Excerpt:
==================================================
The petition is addressed to President Barack Obama and Wisconsin Gov. Scott Walker and directly cites the popular Netflix series.
“After viewing it, I am outraged with the injustices which have been allowed to compound and left unchecked in the case of Steven Avery of Manitowoc County in Wisconsin, U.S.A.,” the petition’s creator, Michael Seyedian, wrote. “Avery’s unconstitutional mistreatment at the hands of corrupt local law enforcement is completely unacceptable and is an abomination of due process.”
Just two years before Avery’s 2005 arrest for Teresa Hablaach’s murder, he was exonerated in an unrelated sexual assault case. Upon his 2003 release, he began pursuing a multimillion-dollar lawsuit against the individuals and departments that led to his wrongful 2007 conviction, according to the series.
In an interview with the Today Show on Tuesday, the series’ filmmakers, Laura Ricciardi and Moira Demos, said that a member of the jury that convicted Avery of murder recently contacted them.
In Ricciardi’s retelling, that former juror allegedly told them: “They believe that Steven Avery was not proven guilty. They believe that Steven was framed by law enforcement and that he deserves a new trial, and that if he receives a new trial in their opinion it should take place far away from Wisconsin.”
“So obviously we asked this person, explain what happened. Why did you cast your vote for guilty?” Demos added. “And what they told us was that they feared for their personal safety.”
The online petition is seeking 300,000 signatures and as of Tuesday morning is a little more than 53,000 short of its goal.
Though it aims at getting the attention of President Obama, because Avery is a state inmate and not a federal one, a presidential pardon is not possible according to the Department of Justice.
"Under the Constitution, only federal criminal convictions, such as those adjudicated in the United States District Courts, may be pardoned by the President," their website states.
The DOJ recommends those seeking a pardon to ”contact the Governor or other appropriate authorities of the state where you reside or where the conviction occurred (such as the state board of pardons and paroles) to determine whether any relief is available to you under state law."
Gov. Walker has yet to publicly respond to the petition. A request for comment from his office was not immediately returned.
==================================================
Written problem 1: Reproduce a passage of the Steven Avery petition article word for word. Begin at the words "The online petition" and stop after "Department of Justice.".

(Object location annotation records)
==================================================
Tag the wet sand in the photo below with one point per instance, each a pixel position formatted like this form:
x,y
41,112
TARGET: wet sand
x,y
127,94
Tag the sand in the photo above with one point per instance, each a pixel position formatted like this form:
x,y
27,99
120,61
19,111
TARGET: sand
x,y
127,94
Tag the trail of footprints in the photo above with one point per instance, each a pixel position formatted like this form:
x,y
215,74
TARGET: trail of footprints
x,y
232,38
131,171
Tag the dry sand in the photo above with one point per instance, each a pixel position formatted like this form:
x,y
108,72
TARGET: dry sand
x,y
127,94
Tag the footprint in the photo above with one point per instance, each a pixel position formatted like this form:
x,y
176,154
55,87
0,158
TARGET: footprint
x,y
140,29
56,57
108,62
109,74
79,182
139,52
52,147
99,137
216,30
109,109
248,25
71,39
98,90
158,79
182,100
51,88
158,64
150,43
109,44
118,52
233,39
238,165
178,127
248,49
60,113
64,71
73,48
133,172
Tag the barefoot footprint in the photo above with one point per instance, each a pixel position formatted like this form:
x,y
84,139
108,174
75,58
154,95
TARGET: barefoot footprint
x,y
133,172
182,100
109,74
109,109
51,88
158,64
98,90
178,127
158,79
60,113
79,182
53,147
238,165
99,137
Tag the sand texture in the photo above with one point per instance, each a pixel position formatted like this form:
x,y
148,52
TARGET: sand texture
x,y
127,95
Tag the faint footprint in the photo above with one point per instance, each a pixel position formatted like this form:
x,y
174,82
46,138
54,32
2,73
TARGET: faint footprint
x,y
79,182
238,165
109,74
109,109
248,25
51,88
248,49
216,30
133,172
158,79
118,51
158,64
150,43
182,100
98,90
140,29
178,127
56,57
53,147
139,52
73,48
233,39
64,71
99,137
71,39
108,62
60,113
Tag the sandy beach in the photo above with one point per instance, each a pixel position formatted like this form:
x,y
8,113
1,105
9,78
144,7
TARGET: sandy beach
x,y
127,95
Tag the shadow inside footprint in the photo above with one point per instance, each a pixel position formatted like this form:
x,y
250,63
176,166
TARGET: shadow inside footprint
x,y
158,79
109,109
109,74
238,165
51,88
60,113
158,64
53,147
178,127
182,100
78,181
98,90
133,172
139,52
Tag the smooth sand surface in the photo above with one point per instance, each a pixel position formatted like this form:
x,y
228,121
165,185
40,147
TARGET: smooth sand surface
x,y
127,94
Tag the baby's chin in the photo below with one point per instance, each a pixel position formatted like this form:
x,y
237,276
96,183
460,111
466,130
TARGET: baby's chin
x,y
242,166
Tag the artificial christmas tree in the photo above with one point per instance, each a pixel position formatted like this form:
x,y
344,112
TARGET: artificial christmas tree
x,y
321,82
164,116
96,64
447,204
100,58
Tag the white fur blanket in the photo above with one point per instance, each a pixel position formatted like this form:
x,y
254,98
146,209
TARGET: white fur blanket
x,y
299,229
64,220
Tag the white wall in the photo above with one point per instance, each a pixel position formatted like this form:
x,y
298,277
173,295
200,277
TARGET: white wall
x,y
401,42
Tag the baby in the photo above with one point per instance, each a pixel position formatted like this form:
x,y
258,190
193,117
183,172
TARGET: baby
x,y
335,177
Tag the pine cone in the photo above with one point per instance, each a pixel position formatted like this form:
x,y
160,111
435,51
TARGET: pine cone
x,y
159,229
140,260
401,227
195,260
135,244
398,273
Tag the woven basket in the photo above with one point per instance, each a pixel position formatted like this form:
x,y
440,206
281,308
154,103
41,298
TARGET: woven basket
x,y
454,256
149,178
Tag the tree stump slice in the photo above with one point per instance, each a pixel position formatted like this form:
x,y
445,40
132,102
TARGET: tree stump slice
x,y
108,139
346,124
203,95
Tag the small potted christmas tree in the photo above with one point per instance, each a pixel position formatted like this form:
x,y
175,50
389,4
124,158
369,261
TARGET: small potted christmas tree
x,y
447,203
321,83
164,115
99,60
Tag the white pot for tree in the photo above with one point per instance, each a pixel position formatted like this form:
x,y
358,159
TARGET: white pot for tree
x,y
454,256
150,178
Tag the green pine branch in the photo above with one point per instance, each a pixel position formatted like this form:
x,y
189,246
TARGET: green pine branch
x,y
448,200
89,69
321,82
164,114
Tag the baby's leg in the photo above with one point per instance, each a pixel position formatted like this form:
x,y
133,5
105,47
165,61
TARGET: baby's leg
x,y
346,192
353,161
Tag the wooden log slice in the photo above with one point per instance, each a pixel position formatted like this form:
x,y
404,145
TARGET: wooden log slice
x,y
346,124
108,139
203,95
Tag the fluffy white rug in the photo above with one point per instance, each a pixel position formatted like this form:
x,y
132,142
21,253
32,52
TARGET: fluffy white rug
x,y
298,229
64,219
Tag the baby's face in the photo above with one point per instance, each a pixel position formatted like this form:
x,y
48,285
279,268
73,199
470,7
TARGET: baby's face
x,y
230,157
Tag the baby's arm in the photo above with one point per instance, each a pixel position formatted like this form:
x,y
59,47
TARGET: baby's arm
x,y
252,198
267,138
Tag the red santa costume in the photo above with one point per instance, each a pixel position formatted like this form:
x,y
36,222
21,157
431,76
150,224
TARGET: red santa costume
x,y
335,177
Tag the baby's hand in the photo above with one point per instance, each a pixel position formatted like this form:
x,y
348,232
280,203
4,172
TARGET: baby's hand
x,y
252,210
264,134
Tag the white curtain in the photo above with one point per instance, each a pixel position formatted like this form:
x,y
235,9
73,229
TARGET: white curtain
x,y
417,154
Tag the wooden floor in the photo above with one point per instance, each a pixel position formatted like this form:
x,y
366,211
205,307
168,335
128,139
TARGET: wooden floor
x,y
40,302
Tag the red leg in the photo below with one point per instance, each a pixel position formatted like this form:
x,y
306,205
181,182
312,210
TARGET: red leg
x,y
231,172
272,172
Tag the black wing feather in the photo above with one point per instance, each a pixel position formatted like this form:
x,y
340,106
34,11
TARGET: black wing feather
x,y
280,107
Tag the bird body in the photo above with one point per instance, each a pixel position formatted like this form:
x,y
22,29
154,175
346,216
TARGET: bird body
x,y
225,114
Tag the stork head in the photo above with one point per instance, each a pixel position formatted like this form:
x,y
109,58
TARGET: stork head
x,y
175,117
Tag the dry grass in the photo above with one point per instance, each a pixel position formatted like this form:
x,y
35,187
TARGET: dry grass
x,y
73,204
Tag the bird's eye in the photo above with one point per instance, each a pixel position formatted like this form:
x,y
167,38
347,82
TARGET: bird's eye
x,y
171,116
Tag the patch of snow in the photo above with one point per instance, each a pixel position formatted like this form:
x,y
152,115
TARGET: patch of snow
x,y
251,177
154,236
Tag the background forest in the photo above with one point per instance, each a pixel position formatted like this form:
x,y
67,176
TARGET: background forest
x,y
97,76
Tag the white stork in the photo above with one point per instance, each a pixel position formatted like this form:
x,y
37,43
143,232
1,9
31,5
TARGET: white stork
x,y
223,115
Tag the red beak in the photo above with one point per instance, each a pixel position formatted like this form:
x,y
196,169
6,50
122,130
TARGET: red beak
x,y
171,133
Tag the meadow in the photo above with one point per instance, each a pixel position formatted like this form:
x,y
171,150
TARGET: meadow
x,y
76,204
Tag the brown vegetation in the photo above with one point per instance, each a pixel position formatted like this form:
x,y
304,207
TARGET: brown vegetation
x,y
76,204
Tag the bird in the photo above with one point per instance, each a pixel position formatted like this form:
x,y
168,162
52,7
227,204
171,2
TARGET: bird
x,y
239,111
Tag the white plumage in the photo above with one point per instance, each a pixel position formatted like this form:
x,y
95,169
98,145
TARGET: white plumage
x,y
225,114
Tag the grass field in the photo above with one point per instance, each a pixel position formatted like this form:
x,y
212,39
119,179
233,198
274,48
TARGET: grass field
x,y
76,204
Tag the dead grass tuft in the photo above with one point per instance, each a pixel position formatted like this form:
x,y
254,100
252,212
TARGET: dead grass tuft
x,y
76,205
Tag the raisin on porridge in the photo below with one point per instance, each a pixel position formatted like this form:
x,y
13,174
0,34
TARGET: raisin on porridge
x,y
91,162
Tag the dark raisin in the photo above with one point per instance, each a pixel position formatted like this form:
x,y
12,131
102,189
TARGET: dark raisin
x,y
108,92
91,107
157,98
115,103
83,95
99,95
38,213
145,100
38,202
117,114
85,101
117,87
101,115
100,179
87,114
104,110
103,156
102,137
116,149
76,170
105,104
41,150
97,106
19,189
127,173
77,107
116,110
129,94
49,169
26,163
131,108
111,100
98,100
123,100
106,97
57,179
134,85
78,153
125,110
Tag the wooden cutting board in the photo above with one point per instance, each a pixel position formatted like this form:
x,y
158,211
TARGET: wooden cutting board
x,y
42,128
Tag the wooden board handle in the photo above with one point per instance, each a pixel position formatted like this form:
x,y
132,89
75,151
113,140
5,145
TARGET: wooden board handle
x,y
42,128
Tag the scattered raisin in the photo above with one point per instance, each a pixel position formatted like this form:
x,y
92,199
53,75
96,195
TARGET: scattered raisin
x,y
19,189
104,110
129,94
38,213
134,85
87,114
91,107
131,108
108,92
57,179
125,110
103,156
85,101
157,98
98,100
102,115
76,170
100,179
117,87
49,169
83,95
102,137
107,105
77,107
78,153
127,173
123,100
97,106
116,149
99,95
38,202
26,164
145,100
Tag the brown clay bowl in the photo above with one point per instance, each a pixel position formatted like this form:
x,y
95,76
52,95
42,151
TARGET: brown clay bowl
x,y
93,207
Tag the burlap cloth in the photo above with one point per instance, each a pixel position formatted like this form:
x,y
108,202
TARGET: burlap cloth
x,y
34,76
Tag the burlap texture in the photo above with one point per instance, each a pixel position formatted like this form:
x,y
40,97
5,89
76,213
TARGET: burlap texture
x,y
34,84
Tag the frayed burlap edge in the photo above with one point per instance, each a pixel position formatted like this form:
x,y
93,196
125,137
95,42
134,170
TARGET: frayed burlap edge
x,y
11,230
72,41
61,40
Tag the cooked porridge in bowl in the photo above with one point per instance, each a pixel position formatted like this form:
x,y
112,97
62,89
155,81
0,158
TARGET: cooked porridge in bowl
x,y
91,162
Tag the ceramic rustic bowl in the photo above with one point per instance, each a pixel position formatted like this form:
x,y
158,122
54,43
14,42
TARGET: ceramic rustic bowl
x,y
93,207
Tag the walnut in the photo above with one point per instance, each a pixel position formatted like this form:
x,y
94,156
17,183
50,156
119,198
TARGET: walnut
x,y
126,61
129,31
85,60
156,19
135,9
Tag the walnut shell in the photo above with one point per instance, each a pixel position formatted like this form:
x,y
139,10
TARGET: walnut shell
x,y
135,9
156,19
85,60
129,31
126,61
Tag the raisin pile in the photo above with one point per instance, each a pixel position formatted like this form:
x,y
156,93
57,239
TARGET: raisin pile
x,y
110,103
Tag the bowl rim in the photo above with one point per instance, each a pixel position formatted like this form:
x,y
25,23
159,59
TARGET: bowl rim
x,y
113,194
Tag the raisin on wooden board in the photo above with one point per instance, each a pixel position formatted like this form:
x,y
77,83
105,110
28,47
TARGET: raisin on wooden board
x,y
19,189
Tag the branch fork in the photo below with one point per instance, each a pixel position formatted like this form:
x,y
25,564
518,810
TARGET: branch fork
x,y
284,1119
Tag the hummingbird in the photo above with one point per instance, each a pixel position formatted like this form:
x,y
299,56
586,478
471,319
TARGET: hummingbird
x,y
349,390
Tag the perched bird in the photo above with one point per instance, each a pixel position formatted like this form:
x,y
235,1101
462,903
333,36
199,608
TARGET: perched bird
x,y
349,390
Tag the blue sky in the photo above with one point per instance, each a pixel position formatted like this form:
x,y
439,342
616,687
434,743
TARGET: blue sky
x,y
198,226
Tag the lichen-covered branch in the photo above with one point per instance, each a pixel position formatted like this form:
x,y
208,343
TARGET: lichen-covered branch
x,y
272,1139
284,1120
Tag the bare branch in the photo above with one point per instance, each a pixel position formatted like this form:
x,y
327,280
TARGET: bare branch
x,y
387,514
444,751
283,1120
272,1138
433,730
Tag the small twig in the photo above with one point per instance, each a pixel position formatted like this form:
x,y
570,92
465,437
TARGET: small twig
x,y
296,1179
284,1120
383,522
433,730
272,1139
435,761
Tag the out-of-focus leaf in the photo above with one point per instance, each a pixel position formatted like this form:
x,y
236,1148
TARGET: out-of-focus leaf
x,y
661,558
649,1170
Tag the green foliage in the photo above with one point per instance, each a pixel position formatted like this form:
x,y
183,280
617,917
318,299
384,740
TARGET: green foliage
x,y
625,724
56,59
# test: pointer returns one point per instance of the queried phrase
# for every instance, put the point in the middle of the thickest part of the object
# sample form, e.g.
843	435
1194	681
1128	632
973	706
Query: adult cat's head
==================================================
Written problem 2: Extract every line of the rows that contains the string "christmas", treating uppercase and lowercase as different.

Written response 1:
The online petition is seeking 300,000 signatures and as of Tuesday morning is a little more than 53,000 short of its goal.
Though it aims at getting the attention of President Obama, because Avery is a state inmate and not a federal one, a presidential pardon is not possible according to the Department of Justice.

Written response 2:
Tag the artificial christmas tree in the photo above with one point per instance, each a pixel position formatted like this form:
TARGET: artificial christmas tree
Tag the small potted christmas tree in the photo above with one point per instance, each a pixel position formatted like this form:
TARGET: small potted christmas tree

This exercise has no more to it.